[Named-object pointing records]
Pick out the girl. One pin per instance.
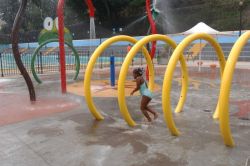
(145, 93)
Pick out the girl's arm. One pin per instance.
(138, 84)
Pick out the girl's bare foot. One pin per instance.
(155, 116)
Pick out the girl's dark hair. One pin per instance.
(138, 71)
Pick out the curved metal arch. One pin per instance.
(90, 67)
(226, 86)
(166, 102)
(50, 41)
(124, 71)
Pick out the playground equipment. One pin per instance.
(92, 34)
(226, 86)
(151, 18)
(124, 70)
(226, 71)
(90, 66)
(60, 13)
(48, 35)
(14, 39)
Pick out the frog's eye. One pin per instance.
(48, 23)
(56, 22)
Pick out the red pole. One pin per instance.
(60, 13)
(153, 31)
(91, 8)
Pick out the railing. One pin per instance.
(49, 63)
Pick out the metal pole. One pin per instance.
(200, 58)
(60, 12)
(240, 10)
(112, 70)
(240, 21)
(1, 64)
(41, 63)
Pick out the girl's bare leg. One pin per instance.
(153, 112)
(144, 102)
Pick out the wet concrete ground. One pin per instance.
(72, 137)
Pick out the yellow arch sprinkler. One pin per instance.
(90, 66)
(166, 89)
(226, 86)
(124, 72)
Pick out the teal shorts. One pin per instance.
(147, 93)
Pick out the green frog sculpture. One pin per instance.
(48, 35)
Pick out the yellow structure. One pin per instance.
(226, 71)
(195, 50)
(89, 70)
(226, 86)
(166, 88)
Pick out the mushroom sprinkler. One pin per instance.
(48, 35)
(152, 14)
(92, 18)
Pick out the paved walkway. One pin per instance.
(64, 133)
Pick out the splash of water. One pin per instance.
(165, 17)
(135, 22)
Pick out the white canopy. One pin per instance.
(204, 28)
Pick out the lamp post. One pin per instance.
(240, 10)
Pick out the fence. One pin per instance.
(49, 62)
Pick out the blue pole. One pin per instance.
(112, 70)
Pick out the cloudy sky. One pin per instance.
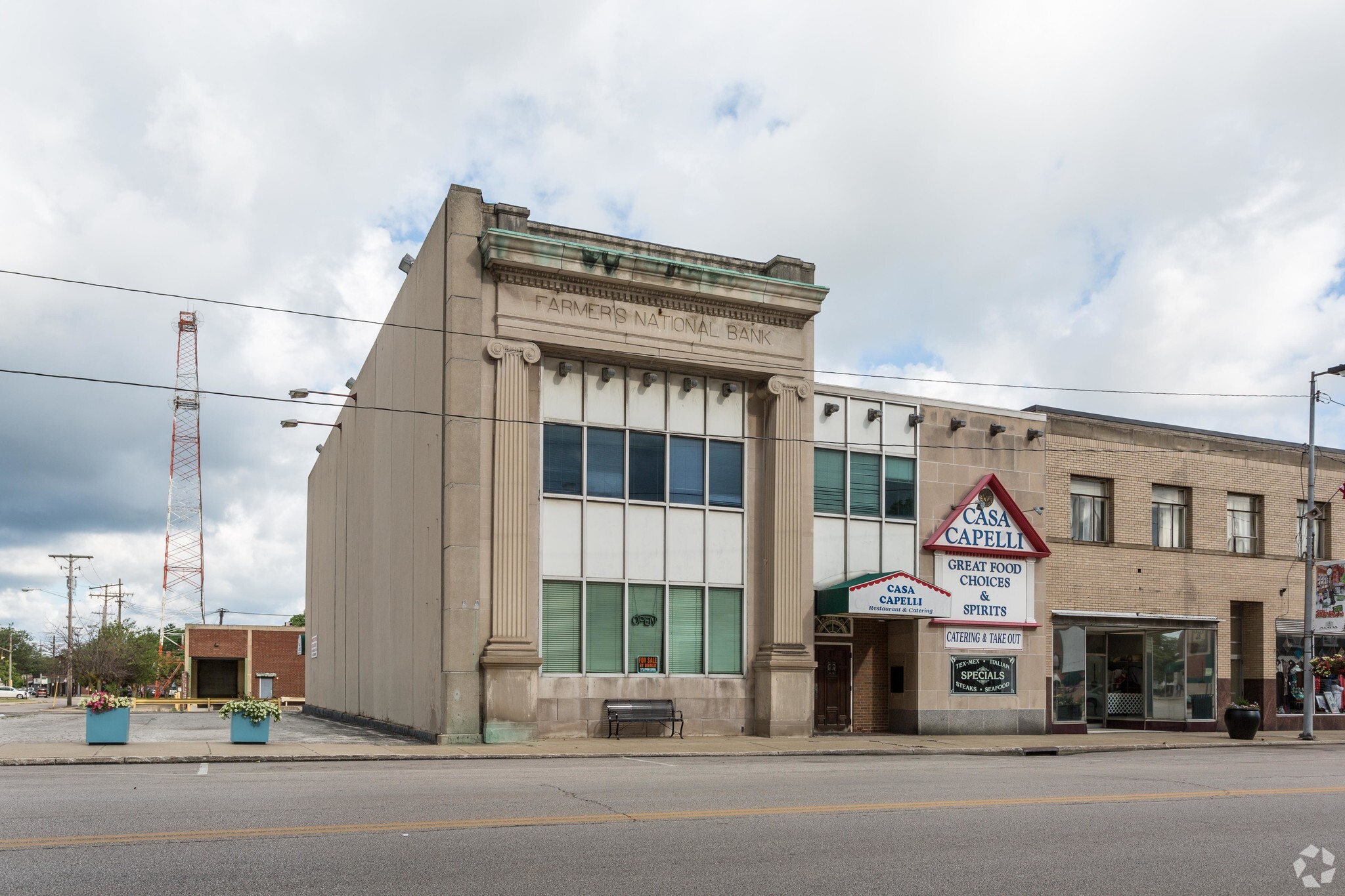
(1126, 196)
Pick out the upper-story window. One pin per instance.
(1169, 516)
(1320, 530)
(1245, 524)
(1090, 509)
(642, 523)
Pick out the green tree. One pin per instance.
(27, 654)
(121, 654)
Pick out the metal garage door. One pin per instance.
(217, 677)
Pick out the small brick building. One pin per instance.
(259, 661)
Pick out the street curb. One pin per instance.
(1064, 750)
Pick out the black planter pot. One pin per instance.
(1243, 721)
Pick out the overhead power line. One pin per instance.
(1251, 449)
(437, 330)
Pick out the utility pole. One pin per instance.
(1310, 559)
(70, 618)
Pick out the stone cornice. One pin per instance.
(643, 280)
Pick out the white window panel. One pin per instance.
(563, 524)
(829, 427)
(724, 548)
(864, 548)
(686, 408)
(686, 544)
(604, 540)
(606, 400)
(646, 403)
(896, 426)
(862, 430)
(645, 542)
(899, 548)
(724, 413)
(827, 551)
(563, 396)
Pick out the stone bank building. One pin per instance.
(583, 468)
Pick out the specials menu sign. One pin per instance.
(985, 675)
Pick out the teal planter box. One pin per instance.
(112, 727)
(245, 731)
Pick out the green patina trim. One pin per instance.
(707, 269)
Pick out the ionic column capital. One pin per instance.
(499, 349)
(782, 386)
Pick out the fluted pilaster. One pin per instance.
(790, 456)
(509, 531)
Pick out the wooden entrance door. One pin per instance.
(831, 710)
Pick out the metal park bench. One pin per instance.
(642, 711)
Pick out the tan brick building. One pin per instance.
(257, 661)
(1178, 572)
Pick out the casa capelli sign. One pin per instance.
(884, 594)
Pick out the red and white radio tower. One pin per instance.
(185, 540)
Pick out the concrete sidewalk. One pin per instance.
(62, 754)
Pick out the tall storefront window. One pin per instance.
(1290, 675)
(1169, 517)
(1069, 673)
(1243, 524)
(642, 524)
(603, 628)
(1105, 675)
(1088, 509)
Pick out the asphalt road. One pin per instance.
(1129, 822)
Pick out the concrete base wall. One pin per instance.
(572, 706)
(969, 721)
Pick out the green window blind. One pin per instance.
(827, 481)
(686, 630)
(902, 488)
(560, 626)
(604, 626)
(725, 631)
(865, 484)
(646, 624)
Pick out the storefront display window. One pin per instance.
(1289, 675)
(1103, 675)
(1069, 673)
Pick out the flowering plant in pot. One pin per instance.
(106, 719)
(1242, 717)
(250, 719)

--- PROBLEM DESCRIPTION ---
Lay out all of the material above as a two-column CSV headed "text" and "answer", with one row for each text and its answer, each in a single quoted field with line breaks replaced by spaces. Leave the pictures out.

--- ANSWER TO THIS TASK ---
text,answer
"Pick out the girl. One pin per instance.","(145, 93)"
"Pick out the girl's arm. One pin per instance.","(138, 84)"
"Pick out the girl's bare foot. One pin per instance.","(155, 116)"
"Pick out the girl's dark hair. One pin per instance.","(138, 71)"
"Pick out the curved metal arch. One pin per instance.","(90, 67) (226, 86) (166, 102) (50, 41) (124, 71)"
"Pick out the playground equipment. One pin per instance.","(92, 34) (226, 86) (151, 18) (124, 70) (226, 71) (90, 66) (60, 13) (48, 35) (14, 39)"
"Pick out the frog's eye. One pin per instance.","(48, 23) (56, 22)"
"Pick out the red pole. One pin per instance.","(60, 13) (153, 31) (91, 8)"
"Pick out the railing. One pin per instance.","(49, 63)"
"Pick out the metal pole. One pin per instance.","(200, 58) (60, 12) (240, 10) (112, 70) (240, 21) (1, 64) (41, 63)"
"Pick out the girl's bare leg. One pin per instance.","(153, 112) (144, 102)"
"Pick out the wet concrete ground. One pin per instance.","(72, 137)"
"Pick out the yellow arch sprinkler. One pin per instance.","(90, 66) (166, 89) (226, 86) (124, 72)"
"Pick out the teal shorts. One pin per instance.","(147, 93)"
"Pick out the green frog sculpture. One pin per instance.","(48, 35)"
"Pick out the yellow structure. One pin per instance.","(226, 71) (195, 50) (89, 70) (226, 86) (166, 88)"
"Pick out the mushroom sprinkler. One pin per instance.","(48, 35) (152, 14) (92, 18)"
"Pick out the paved walkway. One pin per instance.","(64, 133)"
"Pick out the splash of water. One pin per instance.","(165, 17) (135, 22)"
"Pick out the white canopy. One pin per instance.","(204, 28)"
"Pick out the lamp post. One pin per instance.","(240, 10)"
"Pick out the fence. One pin per instance.","(49, 62)"
"Pick out the blue pole. One pin per instance.","(112, 70)"
"Pick out the cloudy sky. One pin per instance.","(1126, 196)"
"Pick out the upper-story window. One pin per instance.","(1169, 516) (1320, 530) (1245, 524) (1090, 509) (642, 523)"
"Pick out the green tree. One pin per instance.","(27, 654) (121, 654)"
"Pick out the metal garage door. One pin per instance.","(217, 677)"
"Pick out the small brick building. One pin per instance.","(259, 661)"
"Pick out the street curb. One pin per instance.","(1064, 750)"
"Pick out the black planter pot. One pin per instance.","(1243, 721)"
"Pick out the overhead power line. One pin per instance.","(1251, 449) (437, 330)"
"Pick out the utility pole. One pin per instance.","(1310, 559) (70, 618)"
"Pick out the stone cornice. One pin per instance.","(643, 280)"
"Pick out the white window panel. One pin per instance.","(563, 524) (829, 427) (724, 548) (864, 548) (686, 408) (686, 544) (604, 540) (606, 400) (646, 403) (896, 426) (862, 430) (645, 542) (899, 548) (724, 413) (827, 551) (563, 396)"
"Pick out the stone bank building. One pin per instance.","(583, 468)"
"Pick out the specials menu sign. One pin per instance.","(985, 675)"
"Pick out the teal planter box. One pin per instance.","(112, 727) (245, 731)"
"Pick out the green patina trim. One pin per instance.","(707, 269)"
"Pick out the ionic column capital. One pin per instance.","(499, 349) (782, 386)"
"Pick out the fluted pilaster. One pin per instance.","(790, 456) (509, 531)"
"Pick out the wooden entrance door. One pin per instance.","(831, 710)"
"Pick out the metal park bench. One pin per instance.","(642, 711)"
"Pick out the tan brick building. One pin per instance.","(257, 661) (1178, 572)"
"Pick out the casa capelli sign. One pin per instance.","(884, 594)"
"Pick out the red and white radio tower. One pin per instance.","(185, 540)"
"Pick out the concrete sidewalk. One pin per instance.","(62, 754)"
"Pick out the tall storefront window. One pin per instance.","(1290, 675) (1169, 517) (1069, 673) (1243, 524) (642, 524) (603, 628) (1105, 675) (1088, 509)"
"Pick out the asphalt road. One pin per instance.","(1129, 822)"
"Pick out the concrete base wall. One pin per instance.","(572, 706) (969, 721)"
"Pick out the green window blind. One pin per instance.","(827, 481) (686, 630) (902, 488) (560, 626) (604, 626) (725, 631) (865, 484) (646, 624)"
"Pick out the storefront display window. One pin per instance.","(1289, 675) (1103, 675) (1069, 673)"
"Pick out the flowering plant in pot. One pin per instance.","(106, 719) (1242, 717) (250, 719)"